┏━━
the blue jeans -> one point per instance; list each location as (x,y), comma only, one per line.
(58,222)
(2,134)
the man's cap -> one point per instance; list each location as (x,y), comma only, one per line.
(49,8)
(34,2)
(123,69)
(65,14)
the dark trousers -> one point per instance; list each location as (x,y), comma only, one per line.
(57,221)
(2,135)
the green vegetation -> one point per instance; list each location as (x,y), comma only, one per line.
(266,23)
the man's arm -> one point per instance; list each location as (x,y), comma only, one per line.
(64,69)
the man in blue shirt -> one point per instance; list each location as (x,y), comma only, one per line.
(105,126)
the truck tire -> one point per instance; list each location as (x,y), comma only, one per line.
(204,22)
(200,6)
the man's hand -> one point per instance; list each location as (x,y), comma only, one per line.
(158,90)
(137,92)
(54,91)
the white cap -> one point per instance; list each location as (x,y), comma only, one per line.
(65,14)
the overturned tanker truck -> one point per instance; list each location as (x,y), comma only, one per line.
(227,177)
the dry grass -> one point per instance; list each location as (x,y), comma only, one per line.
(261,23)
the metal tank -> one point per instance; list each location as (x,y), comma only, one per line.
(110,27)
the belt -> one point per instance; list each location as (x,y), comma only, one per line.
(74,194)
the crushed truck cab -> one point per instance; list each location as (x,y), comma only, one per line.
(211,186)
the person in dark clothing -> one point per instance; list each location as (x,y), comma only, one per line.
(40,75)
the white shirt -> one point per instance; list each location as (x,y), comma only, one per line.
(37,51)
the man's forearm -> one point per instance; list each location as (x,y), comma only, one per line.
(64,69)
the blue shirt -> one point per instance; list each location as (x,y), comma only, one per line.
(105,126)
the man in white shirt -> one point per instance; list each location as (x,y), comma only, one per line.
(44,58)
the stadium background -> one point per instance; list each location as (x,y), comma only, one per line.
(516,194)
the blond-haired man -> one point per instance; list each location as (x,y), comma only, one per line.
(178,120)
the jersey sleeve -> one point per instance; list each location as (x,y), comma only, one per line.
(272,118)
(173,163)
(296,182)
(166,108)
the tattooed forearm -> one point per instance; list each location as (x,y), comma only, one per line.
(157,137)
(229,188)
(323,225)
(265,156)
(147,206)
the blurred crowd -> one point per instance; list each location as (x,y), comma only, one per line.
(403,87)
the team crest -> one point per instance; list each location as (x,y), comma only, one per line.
┗━━
Exercise:
Write out all of the entries above, exactly and in full.

Exercise response:
the blue jeans -> one point per instance; list each location as (x,y), comma only, one per line.
(58,222)
(2,134)
the man's cap -> one point per instance; list each location as (x,y), comma only, one per line.
(49,8)
(34,2)
(123,69)
(65,14)
the dark trousers -> one point per instance; list each location as (x,y), comma only, one per line.
(57,221)
(2,135)
the green vegetation -> one point per instance; list each location as (x,y), comma only, one per line.
(266,23)
the man's arm -> one point per instance; list each location as (x,y), comma only, one per line.
(64,69)
the man in blue shirt -> one point per instance; list each location as (x,y), comma only, one per line.
(105,126)
the truck tire -> one point per instance; list each location as (x,y), comma only, one per line.
(204,22)
(200,6)
the man's hand -> one point per instance; list each location as (x,y), comma only, one per line.
(158,90)
(137,92)
(54,91)
the white cap -> one point per instance; list each location as (x,y), comma only, one per line.
(65,14)
the overturned tanker truck -> one point per instance; list each location as (x,y), comma only, one per line.
(227,177)
the dry grass -> one point per instance; list each location as (x,y), comma only, one per line.
(261,23)
the metal tank -> one point per instance; list each location as (x,y), comma only, one per line.
(110,27)
the belt -> one point per instance; list each location as (x,y), comma only, one per line.
(74,194)
the crushed truck cab -> one point per instance; list each location as (x,y), comma only, one per line.
(211,186)
the person in dark clothing -> one point per instance; list each location as (x,y), comma only, one per line.
(40,75)
the white shirt -> one point per instance; list each location as (x,y), comma only, one per line.
(37,51)
the man's forearm -> one point per instance; list each location as (x,y), comma only, one per line.
(64,69)
the blue shirt -> one point per instance; list each location as (x,y), comma only, one per line.
(105,126)
the man in white shirt -> one point per instance; list each location as (x,y), comma only, one per line.
(44,58)
the stadium background -> one point per instance; list each location as (x,y), comma only, one per line.
(516,194)
the blond-haired man -> one point per instance; list each location as (x,y), comma only, one per line.
(178,120)
the jersey sleeve -> one point per instance; list each location as (x,y), comma only, one per line.
(272,118)
(173,163)
(296,182)
(166,108)
the tattooed forearm -> one point per instance; list each location as (x,y), comma only, one per line.
(157,137)
(229,188)
(323,225)
(265,156)
(147,206)
the blurred crowd -> one point per instance; list each location as (x,y), comma only, one per line.
(403,87)
the team crest -> one point per instance; list each location as (x,y), comma only, one per line.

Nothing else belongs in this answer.